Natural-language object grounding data
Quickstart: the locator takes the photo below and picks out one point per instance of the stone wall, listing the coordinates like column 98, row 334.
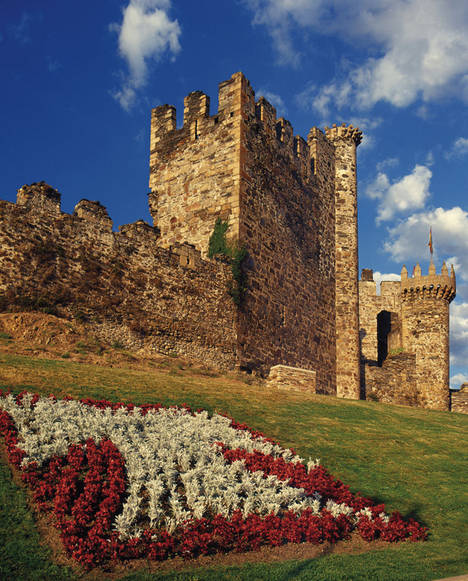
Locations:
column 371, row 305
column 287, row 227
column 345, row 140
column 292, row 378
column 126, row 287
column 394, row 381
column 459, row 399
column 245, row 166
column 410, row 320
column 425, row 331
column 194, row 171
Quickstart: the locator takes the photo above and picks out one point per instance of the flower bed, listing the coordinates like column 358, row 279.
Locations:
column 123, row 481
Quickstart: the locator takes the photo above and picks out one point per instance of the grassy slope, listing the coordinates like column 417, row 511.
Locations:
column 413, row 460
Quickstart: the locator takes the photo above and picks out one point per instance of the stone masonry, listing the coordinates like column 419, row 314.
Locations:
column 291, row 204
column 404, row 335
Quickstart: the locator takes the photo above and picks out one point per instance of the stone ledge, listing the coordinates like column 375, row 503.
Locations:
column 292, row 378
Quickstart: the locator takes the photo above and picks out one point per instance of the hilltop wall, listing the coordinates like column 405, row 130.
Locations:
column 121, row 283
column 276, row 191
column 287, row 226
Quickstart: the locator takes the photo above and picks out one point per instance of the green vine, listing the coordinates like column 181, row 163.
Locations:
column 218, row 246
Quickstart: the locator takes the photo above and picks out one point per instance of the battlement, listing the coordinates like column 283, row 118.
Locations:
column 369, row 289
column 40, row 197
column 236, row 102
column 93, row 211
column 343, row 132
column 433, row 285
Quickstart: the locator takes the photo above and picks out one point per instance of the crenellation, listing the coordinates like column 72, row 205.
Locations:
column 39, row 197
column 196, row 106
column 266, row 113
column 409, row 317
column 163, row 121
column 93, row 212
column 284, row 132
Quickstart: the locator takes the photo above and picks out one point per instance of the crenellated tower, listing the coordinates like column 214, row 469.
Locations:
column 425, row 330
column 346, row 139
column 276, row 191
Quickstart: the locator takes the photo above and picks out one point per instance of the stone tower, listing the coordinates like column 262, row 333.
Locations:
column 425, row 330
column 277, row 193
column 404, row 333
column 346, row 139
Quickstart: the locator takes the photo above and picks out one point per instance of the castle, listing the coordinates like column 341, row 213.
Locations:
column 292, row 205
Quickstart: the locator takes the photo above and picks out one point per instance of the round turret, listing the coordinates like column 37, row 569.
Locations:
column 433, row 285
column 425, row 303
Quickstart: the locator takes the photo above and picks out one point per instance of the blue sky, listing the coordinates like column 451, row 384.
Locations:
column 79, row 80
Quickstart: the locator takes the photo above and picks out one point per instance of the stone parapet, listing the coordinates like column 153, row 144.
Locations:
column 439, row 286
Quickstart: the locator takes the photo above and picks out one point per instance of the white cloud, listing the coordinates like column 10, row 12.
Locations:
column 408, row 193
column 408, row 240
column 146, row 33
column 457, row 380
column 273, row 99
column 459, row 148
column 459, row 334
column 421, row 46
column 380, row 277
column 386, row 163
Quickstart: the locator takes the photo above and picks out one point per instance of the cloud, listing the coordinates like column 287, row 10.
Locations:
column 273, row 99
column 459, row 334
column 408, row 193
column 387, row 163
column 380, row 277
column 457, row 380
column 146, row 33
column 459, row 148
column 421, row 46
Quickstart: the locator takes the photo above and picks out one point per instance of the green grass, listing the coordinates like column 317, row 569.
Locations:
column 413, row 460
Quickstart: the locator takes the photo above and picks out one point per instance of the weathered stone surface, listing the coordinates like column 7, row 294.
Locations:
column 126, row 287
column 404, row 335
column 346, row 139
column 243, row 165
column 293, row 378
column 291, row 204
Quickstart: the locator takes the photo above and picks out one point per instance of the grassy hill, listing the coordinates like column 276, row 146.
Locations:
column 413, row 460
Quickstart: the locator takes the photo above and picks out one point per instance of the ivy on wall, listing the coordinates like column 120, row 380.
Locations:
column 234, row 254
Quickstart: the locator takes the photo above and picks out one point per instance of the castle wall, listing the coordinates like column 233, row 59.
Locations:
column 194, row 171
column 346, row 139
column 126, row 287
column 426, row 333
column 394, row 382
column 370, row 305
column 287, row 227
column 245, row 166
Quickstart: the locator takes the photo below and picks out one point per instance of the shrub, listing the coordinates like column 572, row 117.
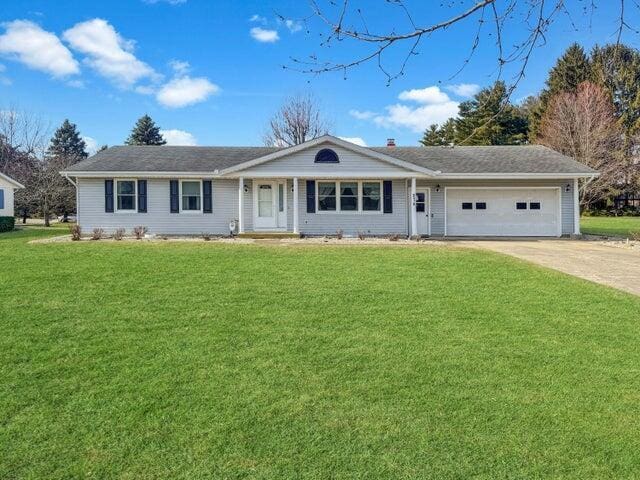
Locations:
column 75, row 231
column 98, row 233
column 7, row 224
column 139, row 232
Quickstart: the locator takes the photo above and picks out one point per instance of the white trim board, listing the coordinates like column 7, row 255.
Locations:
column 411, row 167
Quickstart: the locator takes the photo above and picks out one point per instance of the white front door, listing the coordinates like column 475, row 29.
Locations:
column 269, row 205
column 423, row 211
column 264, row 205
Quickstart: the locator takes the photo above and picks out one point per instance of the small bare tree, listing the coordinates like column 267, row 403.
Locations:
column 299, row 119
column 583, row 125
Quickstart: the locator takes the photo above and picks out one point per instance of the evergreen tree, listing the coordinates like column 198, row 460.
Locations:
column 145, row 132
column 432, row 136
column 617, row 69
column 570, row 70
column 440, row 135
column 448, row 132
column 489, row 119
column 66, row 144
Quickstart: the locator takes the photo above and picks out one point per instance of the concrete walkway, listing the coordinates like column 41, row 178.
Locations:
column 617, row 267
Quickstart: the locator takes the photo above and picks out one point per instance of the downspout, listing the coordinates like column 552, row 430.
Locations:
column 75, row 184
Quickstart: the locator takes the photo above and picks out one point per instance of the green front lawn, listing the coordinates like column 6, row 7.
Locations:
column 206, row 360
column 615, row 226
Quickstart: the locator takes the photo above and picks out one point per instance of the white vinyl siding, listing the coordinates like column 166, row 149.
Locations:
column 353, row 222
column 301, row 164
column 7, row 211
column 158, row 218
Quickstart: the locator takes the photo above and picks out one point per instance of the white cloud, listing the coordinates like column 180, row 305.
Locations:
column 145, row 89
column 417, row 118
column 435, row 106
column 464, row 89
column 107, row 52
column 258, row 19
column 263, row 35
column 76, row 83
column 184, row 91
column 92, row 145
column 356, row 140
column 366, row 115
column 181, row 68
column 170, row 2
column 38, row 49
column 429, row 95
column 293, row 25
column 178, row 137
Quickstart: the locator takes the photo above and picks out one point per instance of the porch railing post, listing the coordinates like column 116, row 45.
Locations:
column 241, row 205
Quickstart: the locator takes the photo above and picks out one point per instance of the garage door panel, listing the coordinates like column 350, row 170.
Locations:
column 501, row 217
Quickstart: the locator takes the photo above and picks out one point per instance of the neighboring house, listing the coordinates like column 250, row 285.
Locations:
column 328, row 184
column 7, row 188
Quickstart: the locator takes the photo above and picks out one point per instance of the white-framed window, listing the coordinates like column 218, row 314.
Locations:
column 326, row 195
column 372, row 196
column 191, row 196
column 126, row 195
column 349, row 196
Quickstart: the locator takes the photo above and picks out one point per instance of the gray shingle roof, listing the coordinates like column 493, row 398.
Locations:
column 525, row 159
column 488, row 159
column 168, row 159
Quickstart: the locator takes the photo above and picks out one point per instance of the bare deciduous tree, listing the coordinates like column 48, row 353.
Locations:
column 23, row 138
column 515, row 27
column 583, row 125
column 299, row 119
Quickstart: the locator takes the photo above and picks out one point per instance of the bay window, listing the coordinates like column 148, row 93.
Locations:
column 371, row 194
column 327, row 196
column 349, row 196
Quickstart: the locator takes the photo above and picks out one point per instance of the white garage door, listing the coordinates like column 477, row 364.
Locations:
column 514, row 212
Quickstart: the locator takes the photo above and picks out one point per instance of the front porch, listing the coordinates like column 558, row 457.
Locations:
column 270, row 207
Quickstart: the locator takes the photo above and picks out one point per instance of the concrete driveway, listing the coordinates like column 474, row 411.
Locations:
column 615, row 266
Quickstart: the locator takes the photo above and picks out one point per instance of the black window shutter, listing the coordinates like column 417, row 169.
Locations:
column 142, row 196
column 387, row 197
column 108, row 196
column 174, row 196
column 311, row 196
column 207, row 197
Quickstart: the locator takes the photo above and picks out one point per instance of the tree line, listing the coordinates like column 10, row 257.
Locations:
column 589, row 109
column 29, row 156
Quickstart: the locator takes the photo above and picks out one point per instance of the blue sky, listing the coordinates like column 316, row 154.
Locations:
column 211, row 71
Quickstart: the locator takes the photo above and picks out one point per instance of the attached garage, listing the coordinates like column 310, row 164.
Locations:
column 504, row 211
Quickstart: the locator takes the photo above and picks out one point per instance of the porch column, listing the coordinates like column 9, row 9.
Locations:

* Problem to solve *
All that should be written out is the stretch of lines above between the one holding "405, row 130." and the one holding "72, row 205.", inclusive, exactly as given.

* Response for this exercise *
Quickstart: the locator takes the photo above and picks out one point per instance of the hilltop wall, listing the coordinates like column 405, row 130.
Locations:
column 121, row 283
column 276, row 191
column 287, row 226
Quickstart: the locator takes the photo above and picks out one point per instance of the green vine, listing the coordinates like column 181, row 163.
Locations:
column 218, row 246
Quickstart: the locator takes the photo above and picks out one point per instance of the battlement, listing the coordinates like column 283, row 118.
Locations:
column 369, row 289
column 40, row 197
column 236, row 102
column 93, row 211
column 343, row 132
column 433, row 285
Quickstart: the locator takes the photo above and picks out one point per instance of the crenellation, listing the coordinates like column 72, row 205.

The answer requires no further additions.